How can someone become vulnerable enough to accept the pain caused by another person and to ask for help when needed so that forgiveness becomes possible?

I think the key to this is humility. We have to practice the virtue of humility if we are to admit to ourselves the depth of our pain, to accept that we are hurt, and then to bear that pain. It also takes humility for us to realize that we need help. Asking for help is not dishonorable. We do this when we need medical treatment for a broken bone, for example. Humility, it seems to me, is not emphasized enough in our “get tough” society. Assertiveness has its place, but it is not the only response to moral injury. Humility has a rightful place in accepting one’s suffering, seeking help, and starting the forgiveness process.

For additional information, see What is Forgiveness?

I hurt someone and now I feel guilty. What are some pointers you can give me to seek forgiveness for what I did?

As you seek forgiveness you can:

  • practice humility, that insight that you are not perfect.
  • You certainly are deserving of respect because all people are special, unique, and irreplaceable.
  • You can apologize and then
  • wait patiently for the other to consider forgiving. Just because you are ready to receive the other’s forgiveness does not mean that the other is on the same timeline.
  • Change the behavior that led to the difficulty.
  • Then go in peace knowing you are doing your best in this.

For additional information, see: Learning to Forgive Others.

As people start to practice forgiveness, it seems to me that they often develop in humility, too. I am wondering what your view is on this.

Yes, I do see that as people develop in the virtue of forgiveness that they often grow in humility.  Humility is not something to be condemned, as the 19th century philosopher Nietzsche seemed to do.  Humility is not a quality of allowing oneself to become a doormat for others.  Instead, it is a stance of not thinking of oneself as superior, or trying to continually win regarding one’s relationship with others.  Humility is seeing that one is neither superior or inferior to others, but instead that we all have built-in worth.  Forgiveness fosters this idea that all people have worth, including those who have acted unfairly toward the forgiver.  Thus, humility and forgiveness share this common view of all people.

For additional information, see:  Learning to Forgive Others.

Humility, Courage, and Forgiveness

Forgiveness is full of paradoxes.  Consider three examples of these paradoxes:

1) As one is kind to those who are not kind to the person, then the forgiver experiences emotional relief;

2) Rather than seeking justice as part of forgiveness, the person exercises the virtue of mercy and this can be part of the healing process between two people;

3) When emotionally hurting from the injustice the focus is not on the self, but on the other and this promotes healing in the forgiver.

Data section —
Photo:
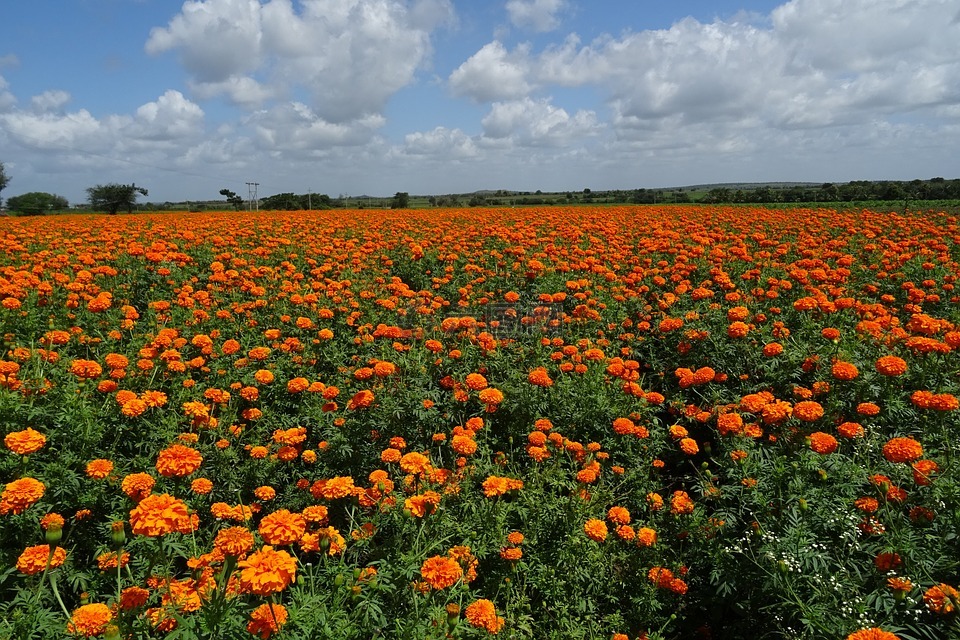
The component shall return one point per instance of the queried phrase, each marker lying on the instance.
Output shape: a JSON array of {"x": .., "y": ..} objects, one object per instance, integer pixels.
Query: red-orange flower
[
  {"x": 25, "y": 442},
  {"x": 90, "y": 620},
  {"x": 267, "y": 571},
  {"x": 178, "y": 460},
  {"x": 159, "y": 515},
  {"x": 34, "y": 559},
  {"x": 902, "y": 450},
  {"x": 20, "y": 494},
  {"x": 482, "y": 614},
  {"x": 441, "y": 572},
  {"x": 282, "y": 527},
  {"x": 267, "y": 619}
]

Work to complete —
1 – In the piece on forgiveness and humility, which 19th-century philosopher is said to have seemed to condemn humility?
2 – Continue the piece on forgiveness and humility from where it stops.

Answer section —
1 – Nietzsche.

2 –
Another paradox is that as forgiveness fosters humility, the lowliness of humility fosters the strength of courage.  As one forgives, one begins to practice humility which means lowering oneself from a potential power position to see the self and the other as at least somewhat similar in these: We are both imperfect; we both have hurt others; we are both human and therefore each of us possesses inherent worth.  The humility can help one stand firm in courage to persevere in the forgiveness process with all of its paradoxes.  After all, if the forgiver sees the inherent worth in both, then there is motivation to acknowledge this worth and see the process of forgiveness through to the end, which requires courage.  Courage is not the absence of fear, but moving forward even in fear.

Humility and courage each can be misunderstood.  There are two extremes to both humility and courage.  The first extreme for humility is to have a very lowly—too lowly—view of the self so that people think they deserve to be humiliated, even constantly humiliated.  The other extreme of humility is, in trying to see one’s own bounds or limitations, to distort these at too high a level.  The quest for humility, in this second case of extremes, leads to a distortion toward one’s own greatness, one’s own specialness above others.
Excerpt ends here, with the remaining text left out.